◆ **ASSIGNMENT**: Please tally how many lines in the entries below include the word "field", giving only the number.

◆ **PROVIDED INFORMATION**:

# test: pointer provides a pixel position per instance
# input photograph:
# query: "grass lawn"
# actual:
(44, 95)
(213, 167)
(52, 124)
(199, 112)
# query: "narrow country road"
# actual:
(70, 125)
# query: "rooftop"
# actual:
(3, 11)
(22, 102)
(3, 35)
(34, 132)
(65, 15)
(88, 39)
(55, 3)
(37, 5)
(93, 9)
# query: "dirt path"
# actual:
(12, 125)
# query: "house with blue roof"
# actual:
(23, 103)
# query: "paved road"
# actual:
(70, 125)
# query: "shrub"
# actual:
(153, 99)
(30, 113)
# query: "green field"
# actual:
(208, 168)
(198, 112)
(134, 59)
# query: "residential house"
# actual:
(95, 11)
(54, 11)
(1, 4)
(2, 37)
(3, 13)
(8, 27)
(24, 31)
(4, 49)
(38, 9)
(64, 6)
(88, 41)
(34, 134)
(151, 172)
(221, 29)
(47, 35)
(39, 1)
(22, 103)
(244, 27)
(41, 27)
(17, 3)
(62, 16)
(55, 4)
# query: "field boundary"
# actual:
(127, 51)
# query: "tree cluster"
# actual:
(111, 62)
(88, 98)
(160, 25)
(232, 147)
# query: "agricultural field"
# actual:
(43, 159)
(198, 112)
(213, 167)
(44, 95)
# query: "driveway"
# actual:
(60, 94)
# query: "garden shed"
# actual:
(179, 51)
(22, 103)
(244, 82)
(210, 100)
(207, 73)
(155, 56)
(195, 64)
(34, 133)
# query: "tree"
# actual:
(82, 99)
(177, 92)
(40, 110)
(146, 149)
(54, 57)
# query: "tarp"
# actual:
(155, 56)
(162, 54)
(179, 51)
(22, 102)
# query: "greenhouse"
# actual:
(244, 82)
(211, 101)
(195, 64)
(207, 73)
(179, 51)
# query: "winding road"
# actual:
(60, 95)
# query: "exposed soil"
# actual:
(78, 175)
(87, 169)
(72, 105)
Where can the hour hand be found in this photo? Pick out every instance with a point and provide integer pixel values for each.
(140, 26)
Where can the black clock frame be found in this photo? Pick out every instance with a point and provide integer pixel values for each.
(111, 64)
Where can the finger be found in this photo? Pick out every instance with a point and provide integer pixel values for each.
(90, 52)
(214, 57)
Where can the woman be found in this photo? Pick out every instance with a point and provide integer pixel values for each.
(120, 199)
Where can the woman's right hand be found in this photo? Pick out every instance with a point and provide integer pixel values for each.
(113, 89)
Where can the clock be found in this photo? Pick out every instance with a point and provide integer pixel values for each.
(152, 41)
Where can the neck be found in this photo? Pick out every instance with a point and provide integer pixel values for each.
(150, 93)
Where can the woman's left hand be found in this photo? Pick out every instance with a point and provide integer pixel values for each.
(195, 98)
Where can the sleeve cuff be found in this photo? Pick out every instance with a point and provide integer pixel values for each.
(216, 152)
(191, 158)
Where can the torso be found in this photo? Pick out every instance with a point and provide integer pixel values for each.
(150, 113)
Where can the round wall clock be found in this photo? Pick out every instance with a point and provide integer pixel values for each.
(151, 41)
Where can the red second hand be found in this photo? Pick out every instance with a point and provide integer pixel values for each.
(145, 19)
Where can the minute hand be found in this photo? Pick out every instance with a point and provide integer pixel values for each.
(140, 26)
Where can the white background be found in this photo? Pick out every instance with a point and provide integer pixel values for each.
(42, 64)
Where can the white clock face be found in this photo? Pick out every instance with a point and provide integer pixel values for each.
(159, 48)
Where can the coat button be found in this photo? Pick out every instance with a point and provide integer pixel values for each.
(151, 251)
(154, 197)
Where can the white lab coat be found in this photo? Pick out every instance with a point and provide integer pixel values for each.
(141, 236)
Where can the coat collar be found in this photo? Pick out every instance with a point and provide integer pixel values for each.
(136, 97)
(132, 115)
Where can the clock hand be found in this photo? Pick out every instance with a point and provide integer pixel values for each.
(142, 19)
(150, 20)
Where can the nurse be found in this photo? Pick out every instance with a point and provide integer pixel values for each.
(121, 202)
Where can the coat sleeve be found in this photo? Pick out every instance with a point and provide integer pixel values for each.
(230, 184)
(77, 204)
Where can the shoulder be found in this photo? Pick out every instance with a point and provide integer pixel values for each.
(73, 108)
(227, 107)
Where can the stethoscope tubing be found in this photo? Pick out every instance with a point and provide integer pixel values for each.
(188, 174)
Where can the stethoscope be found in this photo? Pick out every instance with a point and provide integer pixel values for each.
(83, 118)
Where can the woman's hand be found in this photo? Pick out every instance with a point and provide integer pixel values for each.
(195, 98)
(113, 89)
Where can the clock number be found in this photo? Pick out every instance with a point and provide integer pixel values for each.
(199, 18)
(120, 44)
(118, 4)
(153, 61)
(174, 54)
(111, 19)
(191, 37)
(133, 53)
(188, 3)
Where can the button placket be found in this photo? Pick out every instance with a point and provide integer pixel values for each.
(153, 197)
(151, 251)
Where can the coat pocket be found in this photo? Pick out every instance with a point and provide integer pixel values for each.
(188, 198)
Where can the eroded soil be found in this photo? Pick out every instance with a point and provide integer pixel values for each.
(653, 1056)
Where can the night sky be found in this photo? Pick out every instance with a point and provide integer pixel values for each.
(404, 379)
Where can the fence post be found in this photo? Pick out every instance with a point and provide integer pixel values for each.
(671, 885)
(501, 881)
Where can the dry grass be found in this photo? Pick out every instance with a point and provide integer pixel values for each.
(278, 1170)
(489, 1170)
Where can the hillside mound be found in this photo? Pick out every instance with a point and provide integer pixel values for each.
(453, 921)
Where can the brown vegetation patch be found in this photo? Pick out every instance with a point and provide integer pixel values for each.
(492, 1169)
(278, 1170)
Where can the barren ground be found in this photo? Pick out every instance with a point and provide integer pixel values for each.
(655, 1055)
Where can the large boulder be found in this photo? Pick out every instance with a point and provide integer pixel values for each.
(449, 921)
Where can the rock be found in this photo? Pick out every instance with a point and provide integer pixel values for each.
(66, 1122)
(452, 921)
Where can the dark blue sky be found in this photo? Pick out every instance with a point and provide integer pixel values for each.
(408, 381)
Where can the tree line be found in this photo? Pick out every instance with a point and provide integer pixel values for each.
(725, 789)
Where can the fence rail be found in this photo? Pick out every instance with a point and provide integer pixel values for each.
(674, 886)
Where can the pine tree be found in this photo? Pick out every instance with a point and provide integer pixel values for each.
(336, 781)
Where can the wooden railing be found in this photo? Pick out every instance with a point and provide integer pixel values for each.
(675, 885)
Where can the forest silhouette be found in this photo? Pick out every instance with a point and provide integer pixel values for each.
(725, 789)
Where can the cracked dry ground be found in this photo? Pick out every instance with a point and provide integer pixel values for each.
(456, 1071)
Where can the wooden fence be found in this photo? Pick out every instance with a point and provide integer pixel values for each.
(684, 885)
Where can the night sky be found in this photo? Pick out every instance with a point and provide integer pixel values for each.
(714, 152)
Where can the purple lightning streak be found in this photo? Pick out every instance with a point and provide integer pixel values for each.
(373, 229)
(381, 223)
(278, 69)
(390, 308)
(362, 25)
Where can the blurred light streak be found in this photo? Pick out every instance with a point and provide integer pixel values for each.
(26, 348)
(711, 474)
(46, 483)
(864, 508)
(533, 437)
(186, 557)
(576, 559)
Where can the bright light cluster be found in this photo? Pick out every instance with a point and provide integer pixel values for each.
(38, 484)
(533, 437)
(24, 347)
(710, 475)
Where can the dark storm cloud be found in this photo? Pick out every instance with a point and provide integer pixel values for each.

◆ **RESULT OF THE TASK**: 3